──────── Excerpted records ────────
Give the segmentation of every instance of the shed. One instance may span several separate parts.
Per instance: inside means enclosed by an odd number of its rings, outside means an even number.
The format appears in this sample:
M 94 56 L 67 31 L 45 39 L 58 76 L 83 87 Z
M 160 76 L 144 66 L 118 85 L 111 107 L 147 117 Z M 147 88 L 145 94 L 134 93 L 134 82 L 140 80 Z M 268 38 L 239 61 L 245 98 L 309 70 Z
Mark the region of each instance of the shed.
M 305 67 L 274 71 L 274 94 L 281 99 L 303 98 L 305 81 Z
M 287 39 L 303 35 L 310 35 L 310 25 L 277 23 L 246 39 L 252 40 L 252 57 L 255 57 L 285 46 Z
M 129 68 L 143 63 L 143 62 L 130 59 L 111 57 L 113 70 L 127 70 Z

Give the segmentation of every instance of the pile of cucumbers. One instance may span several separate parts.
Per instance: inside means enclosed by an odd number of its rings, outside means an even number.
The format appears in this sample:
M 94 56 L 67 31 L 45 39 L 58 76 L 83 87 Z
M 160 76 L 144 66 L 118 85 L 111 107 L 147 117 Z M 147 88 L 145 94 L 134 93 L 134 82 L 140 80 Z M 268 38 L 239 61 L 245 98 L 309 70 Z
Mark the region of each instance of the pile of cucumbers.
────────
Reproduce all of the material above line for line, without changing anything.

### Result of this exercise
Give the segmentation of every instance of the shed. One instance may span several separate parts.
Per instance: inside means enclosed by an odd number of its rings, outside means an even number.
The format appears in this sample:
M 94 56 L 67 31 L 45 39 L 58 76 L 83 87 Z
M 160 76 L 144 66 L 118 85 L 111 107 L 147 117 Z M 147 88 L 145 94 L 134 93 L 134 82 L 140 80 Z M 268 38 L 239 61 L 245 98 L 309 70 Z
Mark the region of each instance of the shed.
M 305 67 L 274 71 L 274 94 L 281 99 L 303 98 L 305 81 Z
M 287 39 L 303 35 L 310 35 L 310 25 L 277 23 L 246 39 L 252 40 L 252 57 L 255 57 L 285 46 Z
M 129 68 L 143 63 L 143 62 L 130 59 L 111 57 L 113 70 L 127 70 Z

Give the segmentation of every instance of the pile of cucumbers. One instance may span several separate parts.
Per instance: inside means enclosed by an odd number of its rings, outside means an even number.
The format appears in this sample:
M 94 56 L 67 31 L 45 39 L 58 76 L 83 87 Z
M 160 76 L 144 66 L 118 85 L 111 107 L 147 117 Z M 147 88 L 145 94 L 134 93 L 134 82 L 140 80 Z M 268 38 L 239 61 L 245 98 L 309 70 Z
Mark the region of each instance of the pile of cucumbers.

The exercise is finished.